Listing:

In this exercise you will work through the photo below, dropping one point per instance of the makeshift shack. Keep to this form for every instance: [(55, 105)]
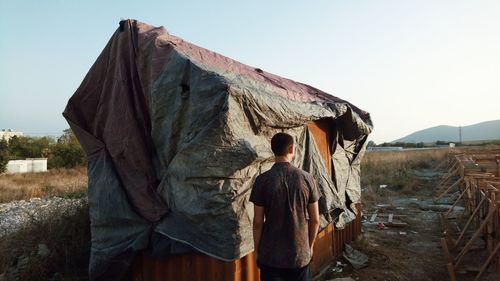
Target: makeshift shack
[(175, 135)]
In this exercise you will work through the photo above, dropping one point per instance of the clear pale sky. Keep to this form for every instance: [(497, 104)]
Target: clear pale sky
[(411, 64)]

Exercise description:
Resize the listing above by writing out every line again, requests included, with each point coordinate in the answers multiplied by 1.9 and rounded to the nearest whole number, halves rounding up. Keep the numbers in the requests unchanged and leave the pictures out.

Reply to the task:
In this exercise you will work through the photo below, dropping one point per instance of the makeshift shack. Keep to this form for every instance: [(55, 105)]
Target: makeshift shack
[(333, 257)]
In this exercise you will work through the photo above, dropping one point per instance of the clear pale sky. Keep to this form for every instance: [(497, 104)]
Target: clear pale sky
[(781, 122)]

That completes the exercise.